* _DATA FOR THIS EXERCISE_:
>>>>

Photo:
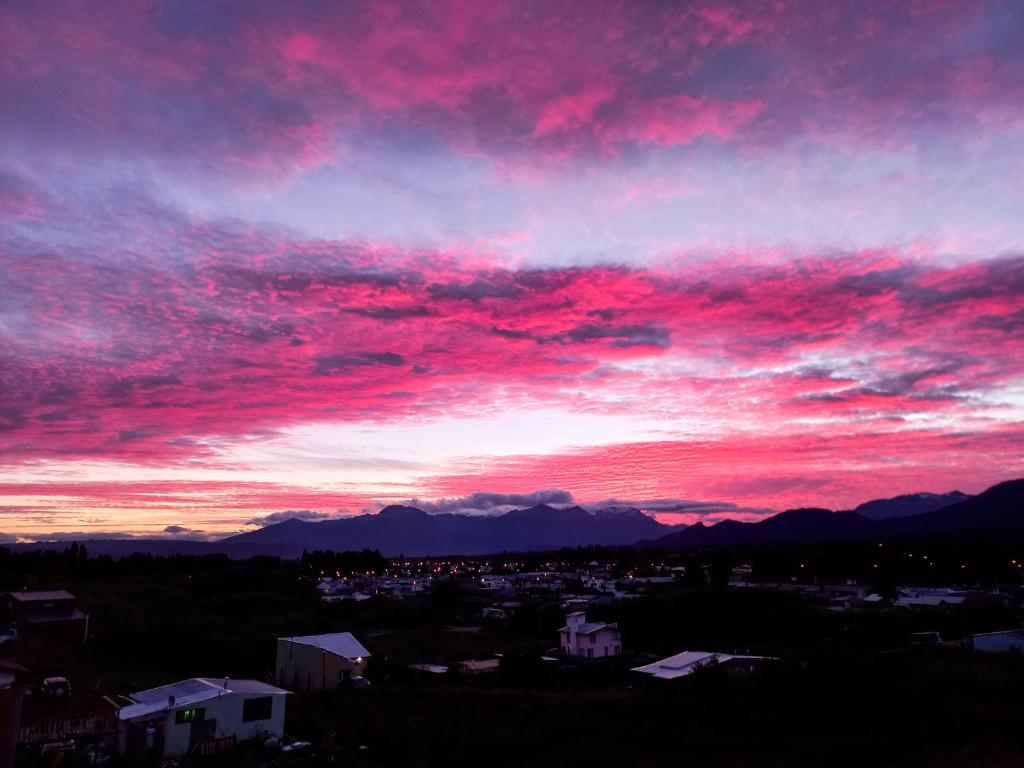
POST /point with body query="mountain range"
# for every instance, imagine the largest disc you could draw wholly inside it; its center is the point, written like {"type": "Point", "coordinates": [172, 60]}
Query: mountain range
{"type": "Point", "coordinates": [998, 508]}
{"type": "Point", "coordinates": [409, 530]}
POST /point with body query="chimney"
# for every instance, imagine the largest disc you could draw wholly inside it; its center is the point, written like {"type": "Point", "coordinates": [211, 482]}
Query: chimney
{"type": "Point", "coordinates": [572, 621]}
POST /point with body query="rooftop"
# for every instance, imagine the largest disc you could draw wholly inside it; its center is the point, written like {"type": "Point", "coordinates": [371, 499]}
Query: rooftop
{"type": "Point", "coordinates": [188, 692]}
{"type": "Point", "coordinates": [687, 663]}
{"type": "Point", "coordinates": [339, 643]}
{"type": "Point", "coordinates": [42, 596]}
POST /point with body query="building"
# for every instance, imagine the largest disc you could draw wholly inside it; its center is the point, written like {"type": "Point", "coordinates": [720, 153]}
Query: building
{"type": "Point", "coordinates": [320, 662]}
{"type": "Point", "coordinates": [201, 716]}
{"type": "Point", "coordinates": [480, 667]}
{"type": "Point", "coordinates": [589, 640]}
{"type": "Point", "coordinates": [12, 679]}
{"type": "Point", "coordinates": [45, 616]}
{"type": "Point", "coordinates": [997, 642]}
{"type": "Point", "coordinates": [685, 664]}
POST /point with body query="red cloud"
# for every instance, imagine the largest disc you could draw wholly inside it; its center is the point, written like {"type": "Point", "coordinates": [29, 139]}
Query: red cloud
{"type": "Point", "coordinates": [245, 333]}
{"type": "Point", "coordinates": [260, 86]}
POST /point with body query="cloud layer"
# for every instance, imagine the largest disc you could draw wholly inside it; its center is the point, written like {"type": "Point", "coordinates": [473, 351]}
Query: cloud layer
{"type": "Point", "coordinates": [766, 253]}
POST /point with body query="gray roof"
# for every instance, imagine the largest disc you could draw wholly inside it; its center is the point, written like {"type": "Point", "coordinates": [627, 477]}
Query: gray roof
{"type": "Point", "coordinates": [688, 662]}
{"type": "Point", "coordinates": [1018, 633]}
{"type": "Point", "coordinates": [188, 692]}
{"type": "Point", "coordinates": [340, 643]}
{"type": "Point", "coordinates": [42, 596]}
{"type": "Point", "coordinates": [591, 627]}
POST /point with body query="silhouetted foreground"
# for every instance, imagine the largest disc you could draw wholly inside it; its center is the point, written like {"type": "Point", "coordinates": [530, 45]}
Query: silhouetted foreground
{"type": "Point", "coordinates": [849, 689]}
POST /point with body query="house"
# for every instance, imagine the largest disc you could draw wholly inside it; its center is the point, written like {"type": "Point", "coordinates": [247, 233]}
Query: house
{"type": "Point", "coordinates": [685, 664]}
{"type": "Point", "coordinates": [589, 640]}
{"type": "Point", "coordinates": [921, 597]}
{"type": "Point", "coordinates": [201, 716]}
{"type": "Point", "coordinates": [51, 615]}
{"type": "Point", "coordinates": [320, 662]}
{"type": "Point", "coordinates": [479, 667]}
{"type": "Point", "coordinates": [998, 641]}
{"type": "Point", "coordinates": [12, 680]}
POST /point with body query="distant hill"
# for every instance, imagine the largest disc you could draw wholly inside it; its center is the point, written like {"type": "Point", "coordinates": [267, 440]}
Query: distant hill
{"type": "Point", "coordinates": [911, 504]}
{"type": "Point", "coordinates": [999, 508]}
{"type": "Point", "coordinates": [410, 530]}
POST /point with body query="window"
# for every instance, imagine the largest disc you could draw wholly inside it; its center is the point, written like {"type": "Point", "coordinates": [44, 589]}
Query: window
{"type": "Point", "coordinates": [192, 715]}
{"type": "Point", "coordinates": [257, 709]}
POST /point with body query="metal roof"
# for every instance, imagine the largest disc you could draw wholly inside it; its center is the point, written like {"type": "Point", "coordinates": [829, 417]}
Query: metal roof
{"type": "Point", "coordinates": [340, 643]}
{"type": "Point", "coordinates": [42, 596]}
{"type": "Point", "coordinates": [188, 692]}
{"type": "Point", "coordinates": [687, 663]}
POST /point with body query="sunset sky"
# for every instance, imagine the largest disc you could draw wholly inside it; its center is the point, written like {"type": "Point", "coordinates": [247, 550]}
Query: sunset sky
{"type": "Point", "coordinates": [261, 256]}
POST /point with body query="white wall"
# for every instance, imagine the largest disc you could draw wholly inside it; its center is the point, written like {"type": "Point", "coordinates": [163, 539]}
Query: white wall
{"type": "Point", "coordinates": [998, 642]}
{"type": "Point", "coordinates": [226, 710]}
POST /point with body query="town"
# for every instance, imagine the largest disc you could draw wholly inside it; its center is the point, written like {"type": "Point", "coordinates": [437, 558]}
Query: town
{"type": "Point", "coordinates": [148, 660]}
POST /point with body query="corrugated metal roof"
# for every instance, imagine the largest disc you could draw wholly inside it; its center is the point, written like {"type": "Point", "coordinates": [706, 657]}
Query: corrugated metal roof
{"type": "Point", "coordinates": [188, 692]}
{"type": "Point", "coordinates": [687, 663]}
{"type": "Point", "coordinates": [42, 596]}
{"type": "Point", "coordinates": [340, 643]}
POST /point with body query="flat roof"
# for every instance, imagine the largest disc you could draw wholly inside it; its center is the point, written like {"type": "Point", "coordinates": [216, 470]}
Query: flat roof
{"type": "Point", "coordinates": [42, 596]}
{"type": "Point", "coordinates": [192, 691]}
{"type": "Point", "coordinates": [339, 643]}
{"type": "Point", "coordinates": [687, 663]}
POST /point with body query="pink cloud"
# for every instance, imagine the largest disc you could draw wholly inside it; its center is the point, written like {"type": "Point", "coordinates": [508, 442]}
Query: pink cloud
{"type": "Point", "coordinates": [260, 89]}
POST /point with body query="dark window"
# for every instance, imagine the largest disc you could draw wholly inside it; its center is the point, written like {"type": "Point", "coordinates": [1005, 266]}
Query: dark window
{"type": "Point", "coordinates": [257, 709]}
{"type": "Point", "coordinates": [192, 715]}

<<<<

* _INSTRUCTIONS FOR THE TASK_:
All of the lines above should be retyped precisely, apart from the pictures.

* _SOLUTION BELOW_:
Photo:
POST /point with body query="mountain range"
# for every instance, imagine the largest disc you could draw wholly inside it; its center is the point, written like {"type": "Point", "coordinates": [172, 60]}
Query: mountain range
{"type": "Point", "coordinates": [998, 508]}
{"type": "Point", "coordinates": [409, 530]}
POST /point with body query="chimney"
# for every instance, imagine the largest disc you could draw wholly inside it; its center is the point, written like {"type": "Point", "coordinates": [211, 482]}
Query: chimney
{"type": "Point", "coordinates": [572, 621]}
POST /point with body query="rooftop"
# for every instance, imagine the largest disc you could draw wholly inside it; its center is the point, written like {"type": "Point", "coordinates": [371, 499]}
Query: rooftop
{"type": "Point", "coordinates": [188, 692]}
{"type": "Point", "coordinates": [687, 663]}
{"type": "Point", "coordinates": [339, 643]}
{"type": "Point", "coordinates": [42, 596]}
POST /point with body query="building"
# for every instance, imagine the largest disc you could draw wholly inside it; its center is the point, written like {"type": "Point", "coordinates": [720, 153]}
Query: building
{"type": "Point", "coordinates": [320, 662]}
{"type": "Point", "coordinates": [201, 716]}
{"type": "Point", "coordinates": [480, 667]}
{"type": "Point", "coordinates": [589, 640]}
{"type": "Point", "coordinates": [12, 679]}
{"type": "Point", "coordinates": [45, 616]}
{"type": "Point", "coordinates": [997, 642]}
{"type": "Point", "coordinates": [685, 664]}
POST /point with body query="red cloud"
# for every instance, imagine the largest disc you could draw wholly inside it; its center is the point, written like {"type": "Point", "coordinates": [29, 139]}
Query: red cloud
{"type": "Point", "coordinates": [245, 333]}
{"type": "Point", "coordinates": [260, 86]}
POST /point with body query="cloud layer"
# for every instance, imagine the largest disc you could draw wholly inside it; its center is the point, written like {"type": "Point", "coordinates": [473, 351]}
Query: cloud layer
{"type": "Point", "coordinates": [766, 253]}
POST /point with body query="gray roof"
# for every instance, imagine the largest disc you could draw wholly inside it; its center is the point, written like {"type": "Point", "coordinates": [627, 477]}
Query: gray roof
{"type": "Point", "coordinates": [688, 662]}
{"type": "Point", "coordinates": [1018, 633]}
{"type": "Point", "coordinates": [188, 692]}
{"type": "Point", "coordinates": [340, 643]}
{"type": "Point", "coordinates": [42, 596]}
{"type": "Point", "coordinates": [591, 627]}
POST /point with body query="silhouetted foreground"
# for every instance, imagine the largest disc you could draw wholly inside it; its center is the point, written like {"type": "Point", "coordinates": [530, 45]}
Query: silhouetted foreground
{"type": "Point", "coordinates": [849, 689]}
POST /point with body query="house"
# for every instance, imagine the largest disc you could draw wholly inside it; its center is the point, written like {"type": "Point", "coordinates": [247, 233]}
Query: house
{"type": "Point", "coordinates": [685, 664]}
{"type": "Point", "coordinates": [589, 640]}
{"type": "Point", "coordinates": [921, 597]}
{"type": "Point", "coordinates": [201, 716]}
{"type": "Point", "coordinates": [51, 615]}
{"type": "Point", "coordinates": [320, 662]}
{"type": "Point", "coordinates": [479, 667]}
{"type": "Point", "coordinates": [998, 641]}
{"type": "Point", "coordinates": [12, 680]}
POST /point with body query="distant hill"
# for every instance, imagine the largest disc you could draw wholly inside it; its center is the point, written like {"type": "Point", "coordinates": [267, 440]}
Query: distant hill
{"type": "Point", "coordinates": [911, 504]}
{"type": "Point", "coordinates": [999, 508]}
{"type": "Point", "coordinates": [410, 530]}
POST /point with body query="window"
# for every instance, imagine the largest disc you could draw wholly inside it; its center is the point, written like {"type": "Point", "coordinates": [44, 589]}
Query: window
{"type": "Point", "coordinates": [192, 715]}
{"type": "Point", "coordinates": [257, 709]}
POST /point with body query="metal roof"
# for every instance, imagine the largest disc you could draw wholly inside it; its center is the point, written like {"type": "Point", "coordinates": [829, 417]}
Query: metal roof
{"type": "Point", "coordinates": [340, 643]}
{"type": "Point", "coordinates": [42, 596]}
{"type": "Point", "coordinates": [188, 692]}
{"type": "Point", "coordinates": [687, 663]}
POST /point with body query="sunset sky"
# for every instance, imagine the largest disc you could draw wholly inside it; its center is the point, written like {"type": "Point", "coordinates": [247, 550]}
Query: sunset sky
{"type": "Point", "coordinates": [261, 256]}
POST /point with body query="white wall"
# for every instance, imagine the largest disc you could draw wholly inside it; its center is the point, written like {"type": "Point", "coordinates": [163, 539]}
Query: white wall
{"type": "Point", "coordinates": [998, 642]}
{"type": "Point", "coordinates": [226, 710]}
POST /point with body query="town"
# for every instance, imagine the largest disc you could draw wholly inside it; its center is the point, written like {"type": "Point", "coordinates": [437, 558]}
Query: town
{"type": "Point", "coordinates": [148, 660]}
POST /point with body query="corrugated metal roof"
# for every instance, imagine the largest disc you could draw wholly inside it; its center is the point, written like {"type": "Point", "coordinates": [706, 657]}
Query: corrugated metal roof
{"type": "Point", "coordinates": [188, 692]}
{"type": "Point", "coordinates": [687, 663]}
{"type": "Point", "coordinates": [42, 596]}
{"type": "Point", "coordinates": [340, 643]}
POST /point with body query="flat roof"
# for every instance, imagine the largest disc you could draw wholly inside it; its center is the point, written like {"type": "Point", "coordinates": [216, 470]}
Query: flat roof
{"type": "Point", "coordinates": [42, 596]}
{"type": "Point", "coordinates": [192, 691]}
{"type": "Point", "coordinates": [339, 643]}
{"type": "Point", "coordinates": [687, 663]}
POST /point with body query="pink cloud"
# for every instance, imagine the largest disc you could draw wholly inside it; its center is the point, written like {"type": "Point", "coordinates": [508, 442]}
Query: pink cloud
{"type": "Point", "coordinates": [260, 89]}
POST /point with body query="dark window"
# for every instance, imagine the largest disc you could draw wholly inside it; its center is the point, written like {"type": "Point", "coordinates": [1005, 266]}
Query: dark window
{"type": "Point", "coordinates": [257, 709]}
{"type": "Point", "coordinates": [192, 715]}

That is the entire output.